▶ **Extract to read**:
Studio album by Thad Jones/Mel Lewis Jazz Orchestra
- Released: 1970
- Recorded: A&R Studios, New York City, 1970 January, May
- Genre: Jazz
- Length: 46:32
- Label: Solid State (Blue Note)
- Producer: Sonny Lester

Thad Jones/Mel Lewis Jazz Orchestra chronology
| Basle, 1969 (1969) | Consummation (1970) | Live in Tokyo (1974) |

Alternate cover
- Solid State SR 3110 (Japan. release)

= Consummation (The Thad Jones/Mel Lewis Orchestra album) =

Consummation is an album by the Thad Jones/Mel Lewis Jazz Orchestra. It was released in 1970 on Blue Note Records and re-released in 2002. It was recorded at A&R Studios in New York City. The album was nominated for a 1970 Grammy Award in the "Best Jazz Performance - Large Group..." category. All tracks were included in Mosaic's limited edition boxed set, The Complete Solid State Recordings of the Thad Jones/Mel Lewis Orchestra.

▶ **Task instructions**:
- 1) From the album entry, copy the stretch from "Studio album by" through "3110 (Japan. release)".
- 2) Decide whether each statement agrees with the album entry. Answer yes or no, and quote the words from the entry that settle it.
(a) The album was recorded at A&R Studios in New York City.
(b) Mel Lewis produced the album.
(c) The album was re-released in 2002.
- 3) According to the album entry, which boxed set includes all of the album's tracks?

Records of labeled points:
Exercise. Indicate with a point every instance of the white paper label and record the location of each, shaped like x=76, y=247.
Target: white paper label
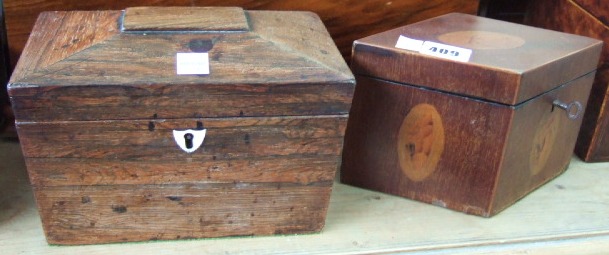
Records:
x=434, y=49
x=408, y=43
x=192, y=63
x=446, y=51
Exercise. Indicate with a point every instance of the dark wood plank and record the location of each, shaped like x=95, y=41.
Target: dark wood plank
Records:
x=597, y=8
x=185, y=19
x=510, y=61
x=493, y=155
x=463, y=178
x=286, y=149
x=106, y=214
x=567, y=16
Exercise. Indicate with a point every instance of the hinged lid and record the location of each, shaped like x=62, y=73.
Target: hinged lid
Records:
x=510, y=63
x=185, y=19
x=599, y=9
x=82, y=66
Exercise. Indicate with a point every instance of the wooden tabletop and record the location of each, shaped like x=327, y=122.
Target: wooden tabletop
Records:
x=569, y=215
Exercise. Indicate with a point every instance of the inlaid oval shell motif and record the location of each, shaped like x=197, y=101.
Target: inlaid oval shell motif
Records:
x=543, y=142
x=420, y=142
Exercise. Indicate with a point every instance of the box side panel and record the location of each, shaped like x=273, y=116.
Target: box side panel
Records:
x=449, y=156
x=540, y=143
x=566, y=16
x=599, y=9
x=115, y=181
x=121, y=213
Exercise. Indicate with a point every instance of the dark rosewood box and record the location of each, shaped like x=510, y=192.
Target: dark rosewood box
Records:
x=471, y=136
x=587, y=18
x=119, y=147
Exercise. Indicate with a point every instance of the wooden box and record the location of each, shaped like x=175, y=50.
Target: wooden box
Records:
x=471, y=135
x=587, y=18
x=110, y=131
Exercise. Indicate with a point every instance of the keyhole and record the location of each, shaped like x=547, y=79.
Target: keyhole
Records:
x=188, y=139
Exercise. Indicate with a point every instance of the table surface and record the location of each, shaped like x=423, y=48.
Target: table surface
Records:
x=569, y=215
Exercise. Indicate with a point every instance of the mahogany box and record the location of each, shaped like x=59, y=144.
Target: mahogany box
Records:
x=176, y=123
x=471, y=134
x=587, y=18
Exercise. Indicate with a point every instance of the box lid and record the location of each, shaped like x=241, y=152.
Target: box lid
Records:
x=509, y=63
x=92, y=65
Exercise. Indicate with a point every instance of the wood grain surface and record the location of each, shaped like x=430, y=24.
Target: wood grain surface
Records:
x=268, y=71
x=494, y=153
x=96, y=117
x=506, y=74
x=568, y=16
x=101, y=214
x=346, y=20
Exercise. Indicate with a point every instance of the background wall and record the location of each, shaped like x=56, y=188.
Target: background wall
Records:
x=346, y=20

▶ **Exercise solutions**:
- 1)
Studio album by Thad Jones/Mel Lewis Jazz Orchestra
- Released: 1970
- Recorded: A&R Studios, New York City, 1970 January, May
- Genre: Jazz
- Length: 46:32
- Label: Solid State (Blue Note)
- Producer: Sonny Lester

Thad Jones/Mel Lewis Jazz Orchestra chronology
| Basle, 1969 (1969) | Consummation (1970) | Live in Tokyo (1974) |

Alternate cover
- Solid State SR 3110 (Japan. release)

- 2)
(a) Yes: "It was recorded at A&R Studios in New York City."
(b) No: "Producer: Sonny Lester"
(c) Yes: "re-released in 2002"

- 3) Mosaic's limited edition boxed set, The Complete Solid State Recordings of the Thad Jones/Mel Lewis Orchestra.